■ Brano da leggere:

La proposta dell'albo, tristemente rianimata dall'aumento di attentati in Europa in questi mesi, non è una novità assoluta. Di un registro di imam, nel nostro Paese, si parlava già dieci anni fa. Ora, però, a rinnovare e rafforzare il progetto - e la sua fattibilità - accendendo il dibattito, è il consenso delle comunità musulmane e arabe in Italia. L'Ucoii-Unione delle Comunità Islamiche si dice pronta da anni a fare corsi di aggiornamento perché gli imam apprendano lingua, cultura e leggi italiane. In questa visione, i ministri di culto saranno nominati dalla comunità islamica e, poi, approvati dal ministero. Per l'Unione, la mancata partecipazione ai corsi di aggiornamento non potrà essere «discriminante». A sostenere fortemente l'idea della formazione italiana ed europea degli imam è la Comunità del Mondo Arabo in Italia. «Gli imam fai-da-te non sono accettabili - afferma Foad Aodi, presidente Co-mai e movimento Uniti per Unire - Non ci si deve poter autoproclamare imam. Nelle altre religioni non sarebbe ammissibile. Chiediamo un albo con requisiti certi: buona conoscenza della lingua italiana, residenza in Italia da almeno tre anni e laurea o un certificato che possa attestare l'esperienza da imam. I ministri di culto devono calarsi nella cultura del Paese che li ospita. La formazione europea degli imam può essere un muro contro il terrorismo».

■ Obiettivo 1: Seleziona e ricopia ogni riga qui sotto che contiene la parola "metal".

■ Voci elencate:

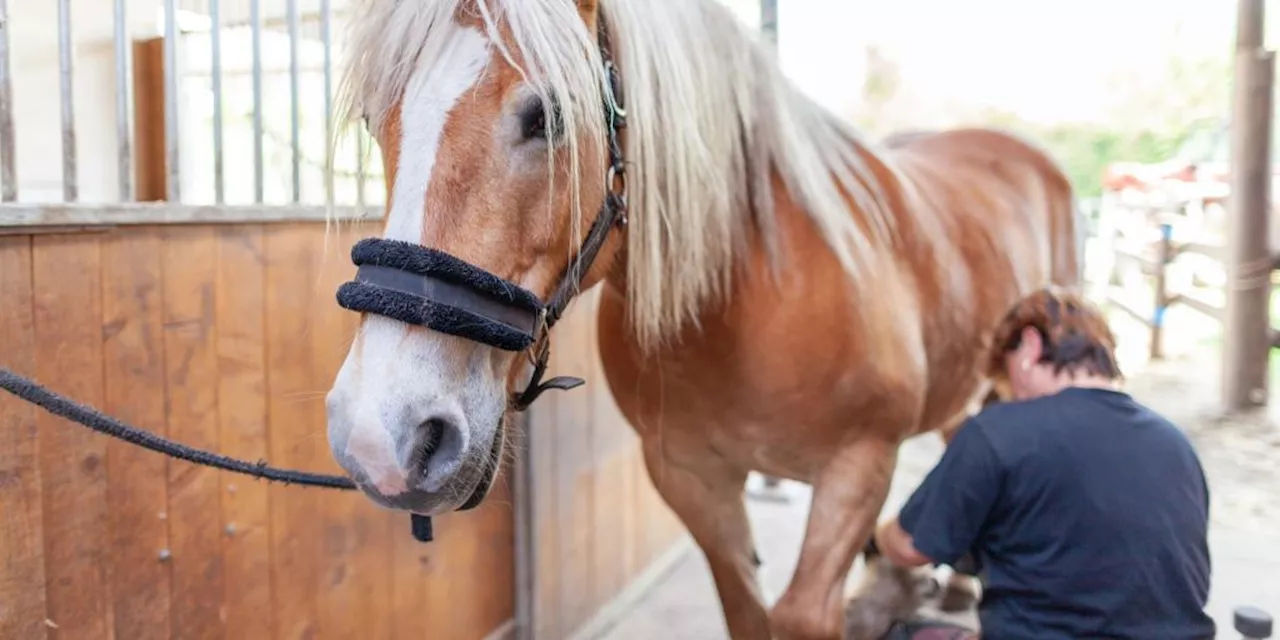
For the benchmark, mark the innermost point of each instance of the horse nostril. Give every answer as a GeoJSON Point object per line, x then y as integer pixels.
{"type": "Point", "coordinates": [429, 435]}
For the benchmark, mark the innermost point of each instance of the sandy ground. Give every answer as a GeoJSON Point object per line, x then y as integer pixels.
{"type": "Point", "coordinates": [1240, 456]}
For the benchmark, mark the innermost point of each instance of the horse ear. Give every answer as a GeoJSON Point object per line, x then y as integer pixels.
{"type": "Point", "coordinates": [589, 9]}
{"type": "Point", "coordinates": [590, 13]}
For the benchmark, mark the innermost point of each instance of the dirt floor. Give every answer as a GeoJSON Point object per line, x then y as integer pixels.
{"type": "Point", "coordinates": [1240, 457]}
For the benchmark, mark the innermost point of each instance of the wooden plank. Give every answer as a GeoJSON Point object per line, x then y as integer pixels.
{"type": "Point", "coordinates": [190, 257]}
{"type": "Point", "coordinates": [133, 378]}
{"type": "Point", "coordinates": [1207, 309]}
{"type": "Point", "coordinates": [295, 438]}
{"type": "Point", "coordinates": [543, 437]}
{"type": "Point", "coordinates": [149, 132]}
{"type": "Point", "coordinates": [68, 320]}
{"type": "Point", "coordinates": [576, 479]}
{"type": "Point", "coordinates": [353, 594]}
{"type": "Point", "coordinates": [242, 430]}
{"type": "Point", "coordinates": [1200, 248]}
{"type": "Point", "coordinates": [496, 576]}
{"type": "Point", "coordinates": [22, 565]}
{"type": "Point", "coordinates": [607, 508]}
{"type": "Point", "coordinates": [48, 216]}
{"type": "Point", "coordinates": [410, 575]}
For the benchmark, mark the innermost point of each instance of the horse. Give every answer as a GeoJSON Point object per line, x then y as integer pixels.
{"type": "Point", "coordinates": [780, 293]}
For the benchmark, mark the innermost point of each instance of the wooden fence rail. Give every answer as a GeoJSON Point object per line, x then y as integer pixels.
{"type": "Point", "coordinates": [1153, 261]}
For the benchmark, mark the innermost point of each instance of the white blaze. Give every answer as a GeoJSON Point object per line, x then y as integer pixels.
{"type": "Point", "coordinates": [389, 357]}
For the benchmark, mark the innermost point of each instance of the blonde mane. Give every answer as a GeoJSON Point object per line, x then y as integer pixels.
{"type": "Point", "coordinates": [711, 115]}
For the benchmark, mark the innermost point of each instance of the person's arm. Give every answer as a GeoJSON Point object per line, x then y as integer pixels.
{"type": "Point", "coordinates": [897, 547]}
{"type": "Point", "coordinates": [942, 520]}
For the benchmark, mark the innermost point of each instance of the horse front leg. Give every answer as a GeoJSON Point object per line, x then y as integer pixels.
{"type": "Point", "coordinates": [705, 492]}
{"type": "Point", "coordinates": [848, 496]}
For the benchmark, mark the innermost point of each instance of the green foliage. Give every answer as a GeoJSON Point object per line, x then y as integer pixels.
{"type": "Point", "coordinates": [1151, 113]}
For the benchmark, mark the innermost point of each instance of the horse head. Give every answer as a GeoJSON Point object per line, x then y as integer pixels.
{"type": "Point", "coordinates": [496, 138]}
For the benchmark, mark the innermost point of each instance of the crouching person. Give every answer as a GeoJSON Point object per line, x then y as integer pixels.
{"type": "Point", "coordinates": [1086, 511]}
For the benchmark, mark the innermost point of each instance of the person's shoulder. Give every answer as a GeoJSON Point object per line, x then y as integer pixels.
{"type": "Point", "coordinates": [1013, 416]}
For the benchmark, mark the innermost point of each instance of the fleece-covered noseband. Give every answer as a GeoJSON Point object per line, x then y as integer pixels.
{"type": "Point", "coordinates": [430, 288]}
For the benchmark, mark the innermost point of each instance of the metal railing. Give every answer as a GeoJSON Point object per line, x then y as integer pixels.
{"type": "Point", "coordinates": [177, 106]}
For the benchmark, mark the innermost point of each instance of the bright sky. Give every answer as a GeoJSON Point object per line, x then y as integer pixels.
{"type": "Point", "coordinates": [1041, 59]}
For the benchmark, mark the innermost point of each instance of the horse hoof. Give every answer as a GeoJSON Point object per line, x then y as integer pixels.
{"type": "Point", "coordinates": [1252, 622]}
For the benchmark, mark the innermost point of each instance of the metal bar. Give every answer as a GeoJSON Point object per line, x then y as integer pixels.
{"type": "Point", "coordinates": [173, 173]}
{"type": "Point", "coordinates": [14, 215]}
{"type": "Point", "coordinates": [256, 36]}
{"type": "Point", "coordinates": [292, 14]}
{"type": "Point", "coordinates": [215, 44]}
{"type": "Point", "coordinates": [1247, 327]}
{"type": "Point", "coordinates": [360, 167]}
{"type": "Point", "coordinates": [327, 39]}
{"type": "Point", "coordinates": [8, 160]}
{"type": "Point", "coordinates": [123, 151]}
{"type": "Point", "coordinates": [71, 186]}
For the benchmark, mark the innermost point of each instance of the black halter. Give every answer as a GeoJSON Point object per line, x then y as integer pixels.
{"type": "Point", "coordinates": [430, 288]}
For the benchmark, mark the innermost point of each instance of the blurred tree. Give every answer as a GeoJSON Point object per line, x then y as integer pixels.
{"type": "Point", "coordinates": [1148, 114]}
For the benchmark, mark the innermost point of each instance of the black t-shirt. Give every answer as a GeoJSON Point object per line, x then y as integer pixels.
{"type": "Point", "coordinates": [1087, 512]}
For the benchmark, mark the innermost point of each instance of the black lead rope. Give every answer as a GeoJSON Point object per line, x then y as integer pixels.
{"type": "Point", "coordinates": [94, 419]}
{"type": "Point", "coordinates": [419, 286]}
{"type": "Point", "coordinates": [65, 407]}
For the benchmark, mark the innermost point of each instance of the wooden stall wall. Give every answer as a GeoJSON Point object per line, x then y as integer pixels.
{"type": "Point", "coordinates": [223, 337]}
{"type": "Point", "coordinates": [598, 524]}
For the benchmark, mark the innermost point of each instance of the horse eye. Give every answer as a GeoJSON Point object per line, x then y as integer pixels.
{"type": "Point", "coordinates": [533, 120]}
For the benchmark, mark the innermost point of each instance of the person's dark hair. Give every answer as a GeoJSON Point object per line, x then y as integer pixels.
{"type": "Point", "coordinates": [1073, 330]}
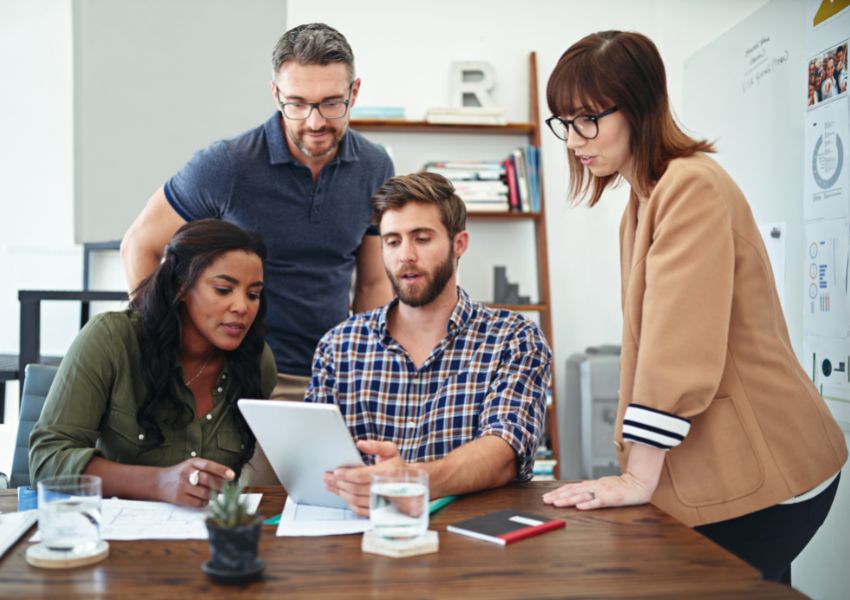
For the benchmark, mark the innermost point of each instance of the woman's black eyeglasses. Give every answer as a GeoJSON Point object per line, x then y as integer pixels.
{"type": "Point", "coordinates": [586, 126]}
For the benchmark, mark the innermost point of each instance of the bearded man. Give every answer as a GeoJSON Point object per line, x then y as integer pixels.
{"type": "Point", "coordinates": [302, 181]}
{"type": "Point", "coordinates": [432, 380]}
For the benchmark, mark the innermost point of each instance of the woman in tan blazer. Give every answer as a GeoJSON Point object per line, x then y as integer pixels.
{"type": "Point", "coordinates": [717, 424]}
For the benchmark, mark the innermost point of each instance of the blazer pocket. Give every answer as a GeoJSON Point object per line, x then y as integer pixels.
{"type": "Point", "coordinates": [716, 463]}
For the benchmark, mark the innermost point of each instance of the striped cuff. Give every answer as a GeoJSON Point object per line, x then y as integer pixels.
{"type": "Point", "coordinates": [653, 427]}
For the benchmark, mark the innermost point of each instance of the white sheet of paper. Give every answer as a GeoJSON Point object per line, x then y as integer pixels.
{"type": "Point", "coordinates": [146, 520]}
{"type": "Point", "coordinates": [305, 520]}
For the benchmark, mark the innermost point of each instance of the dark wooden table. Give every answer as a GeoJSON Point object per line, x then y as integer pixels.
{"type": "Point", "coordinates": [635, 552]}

---

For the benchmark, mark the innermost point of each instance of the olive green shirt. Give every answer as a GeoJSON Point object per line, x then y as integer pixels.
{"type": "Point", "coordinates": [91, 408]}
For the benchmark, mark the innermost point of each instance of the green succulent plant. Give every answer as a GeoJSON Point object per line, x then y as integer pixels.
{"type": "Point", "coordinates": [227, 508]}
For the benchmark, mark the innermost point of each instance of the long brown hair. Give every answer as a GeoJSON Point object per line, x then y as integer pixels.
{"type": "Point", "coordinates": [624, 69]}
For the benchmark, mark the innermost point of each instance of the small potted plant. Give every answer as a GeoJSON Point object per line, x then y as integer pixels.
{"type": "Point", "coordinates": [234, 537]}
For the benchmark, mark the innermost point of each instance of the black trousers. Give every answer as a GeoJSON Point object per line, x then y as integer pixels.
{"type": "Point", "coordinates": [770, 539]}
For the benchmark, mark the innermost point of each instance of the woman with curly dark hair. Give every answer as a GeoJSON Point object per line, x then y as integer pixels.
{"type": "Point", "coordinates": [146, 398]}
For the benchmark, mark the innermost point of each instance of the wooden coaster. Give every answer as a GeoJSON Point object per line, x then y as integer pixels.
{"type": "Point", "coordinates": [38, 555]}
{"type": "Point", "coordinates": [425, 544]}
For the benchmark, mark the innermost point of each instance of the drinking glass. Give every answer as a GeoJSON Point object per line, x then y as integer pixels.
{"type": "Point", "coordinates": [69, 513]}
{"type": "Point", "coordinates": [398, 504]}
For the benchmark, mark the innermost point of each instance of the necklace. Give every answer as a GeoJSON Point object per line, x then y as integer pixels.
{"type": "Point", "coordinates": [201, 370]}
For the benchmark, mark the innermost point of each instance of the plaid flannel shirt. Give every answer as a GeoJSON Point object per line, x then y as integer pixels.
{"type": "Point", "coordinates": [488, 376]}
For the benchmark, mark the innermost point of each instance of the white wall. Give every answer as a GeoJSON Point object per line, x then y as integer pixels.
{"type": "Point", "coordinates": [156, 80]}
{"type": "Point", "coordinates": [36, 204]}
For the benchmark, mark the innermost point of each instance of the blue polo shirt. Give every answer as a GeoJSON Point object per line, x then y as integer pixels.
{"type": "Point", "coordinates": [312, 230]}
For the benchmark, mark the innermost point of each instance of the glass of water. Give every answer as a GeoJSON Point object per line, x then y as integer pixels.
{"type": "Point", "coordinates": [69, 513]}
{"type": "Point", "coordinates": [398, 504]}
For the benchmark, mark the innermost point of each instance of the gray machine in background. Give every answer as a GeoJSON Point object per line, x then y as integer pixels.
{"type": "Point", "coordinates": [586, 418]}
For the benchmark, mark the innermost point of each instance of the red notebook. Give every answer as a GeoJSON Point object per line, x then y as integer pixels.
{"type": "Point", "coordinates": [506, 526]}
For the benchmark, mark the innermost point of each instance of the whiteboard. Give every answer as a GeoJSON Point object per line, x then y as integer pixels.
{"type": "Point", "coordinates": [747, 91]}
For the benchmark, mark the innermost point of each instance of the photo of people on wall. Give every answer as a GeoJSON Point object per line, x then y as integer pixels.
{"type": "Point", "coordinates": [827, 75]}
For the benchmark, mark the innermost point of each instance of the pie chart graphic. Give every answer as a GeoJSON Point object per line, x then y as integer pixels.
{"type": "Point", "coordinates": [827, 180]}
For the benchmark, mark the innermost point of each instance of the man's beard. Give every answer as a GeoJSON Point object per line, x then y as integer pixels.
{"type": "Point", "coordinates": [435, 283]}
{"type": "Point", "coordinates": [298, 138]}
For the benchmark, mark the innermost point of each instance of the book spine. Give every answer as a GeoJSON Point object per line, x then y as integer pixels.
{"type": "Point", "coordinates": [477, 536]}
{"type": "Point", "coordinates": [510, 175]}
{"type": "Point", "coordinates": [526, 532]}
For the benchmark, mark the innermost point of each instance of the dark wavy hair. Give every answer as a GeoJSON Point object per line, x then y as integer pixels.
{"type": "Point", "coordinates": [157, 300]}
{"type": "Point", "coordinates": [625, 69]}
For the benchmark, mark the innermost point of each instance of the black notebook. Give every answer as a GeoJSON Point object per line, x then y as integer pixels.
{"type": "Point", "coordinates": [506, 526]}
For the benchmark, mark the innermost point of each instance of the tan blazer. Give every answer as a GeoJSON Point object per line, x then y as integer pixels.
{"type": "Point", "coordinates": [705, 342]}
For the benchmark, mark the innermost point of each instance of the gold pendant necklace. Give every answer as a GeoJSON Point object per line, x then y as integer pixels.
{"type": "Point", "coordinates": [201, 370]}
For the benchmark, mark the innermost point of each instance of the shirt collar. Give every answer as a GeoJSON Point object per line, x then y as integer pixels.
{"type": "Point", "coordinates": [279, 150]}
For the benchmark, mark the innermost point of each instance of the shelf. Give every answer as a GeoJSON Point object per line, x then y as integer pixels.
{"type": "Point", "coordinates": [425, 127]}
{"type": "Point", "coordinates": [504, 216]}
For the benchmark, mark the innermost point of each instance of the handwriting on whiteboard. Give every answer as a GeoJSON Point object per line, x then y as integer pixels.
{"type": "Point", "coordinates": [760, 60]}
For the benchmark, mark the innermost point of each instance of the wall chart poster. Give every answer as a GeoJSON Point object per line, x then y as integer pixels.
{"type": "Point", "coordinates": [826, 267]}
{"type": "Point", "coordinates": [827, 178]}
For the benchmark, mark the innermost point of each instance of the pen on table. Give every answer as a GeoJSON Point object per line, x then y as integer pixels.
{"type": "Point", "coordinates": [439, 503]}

■ Obiettivo 2: Elenca i requisiti dell'albo indicati da Foad Aodi nel brano sull'albo degli imam.

■ Soluzione 1:
For the benchmark, mark the innermost point of each instance of the metal railing. Give every answer as a GeoJSON Point object per line, x then y as integer pixels.
For the benchmark, mark the innermost point of each instance of the metal bar. Give every answer as a GeoJSON Point object per line, x then y as integer pixels.

■ Soluzione 2:
- Buona conoscenza della lingua italiana
- Residenza in Italia da almeno tre anni
- Laurea o un certificato che possa attestare l'esperienza da imam